[Begin Given entries]

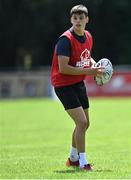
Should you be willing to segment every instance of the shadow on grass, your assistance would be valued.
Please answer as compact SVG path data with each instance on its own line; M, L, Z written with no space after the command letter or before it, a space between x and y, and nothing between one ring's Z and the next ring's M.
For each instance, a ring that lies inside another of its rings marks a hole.
M64 174L64 173L84 173L86 171L82 171L80 169L69 169L69 170L58 170L58 171L54 171L55 173L59 173L59 174ZM113 172L112 170L110 169L98 169L98 170L93 170L93 171L89 171L89 172Z

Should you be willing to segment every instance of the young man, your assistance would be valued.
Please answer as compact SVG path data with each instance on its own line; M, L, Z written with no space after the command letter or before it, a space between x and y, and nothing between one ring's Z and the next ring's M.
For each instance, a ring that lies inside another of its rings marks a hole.
M75 123L66 165L79 166L88 171L92 170L85 152L89 100L83 80L86 75L101 76L104 69L95 67L91 57L92 36L85 30L89 21L87 8L84 5L74 6L70 15L72 27L59 37L55 46L51 82L56 95Z

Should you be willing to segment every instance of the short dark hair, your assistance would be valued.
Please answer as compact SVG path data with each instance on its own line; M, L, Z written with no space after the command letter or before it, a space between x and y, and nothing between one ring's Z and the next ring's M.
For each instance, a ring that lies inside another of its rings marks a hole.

[End Given entries]

[Given instruction] Can you retype all of the records above word for word, leaving the pictures out of your answer?

[Response to this task]
Should you be willing to segment every instance of the shadow on grass, your assistance would be valued.
Please answer as compact SVG path data with each instance on its own line; M, L, Z written with no space after the command letter or before it, a space between x and y, and nothing between one ring's Z and the next ring's M.
For each instance, a ring that lies inside another of its rings marks a hole.
M64 174L64 173L84 173L86 171L82 171L80 169L69 169L69 170L58 170L58 171L54 171L55 173L59 173L59 174ZM113 172L112 170L110 169L98 169L98 170L93 170L93 171L89 171L89 172Z

Should you be willing to segment every instance of the young man, your assistance would be valued.
Please answer as compact SVG path data with each instance on its own line; M, L, Z written with no space after the command letter or before it, a space between x and y, and nothing between one ring's Z and the next ring's M.
For each instance, a ring that lies inside another of its rings marks a hole.
M75 123L66 165L79 166L88 171L92 170L85 152L89 100L83 80L86 75L101 76L104 69L95 67L91 57L92 36L85 30L89 21L87 8L84 5L74 6L70 15L72 27L59 37L55 46L51 82L56 95Z

Should you be willing to segment every instance of the short dark hair, your assistance would be valued.
Please answer as compact SVG path data with each instance on its own line; M, L, Z written with no space after the command letter or before it, a space between x and y, and nothing between one ring's Z and the next ring's M.
For each instance, a ring that lies inside another of its rings marks a hole.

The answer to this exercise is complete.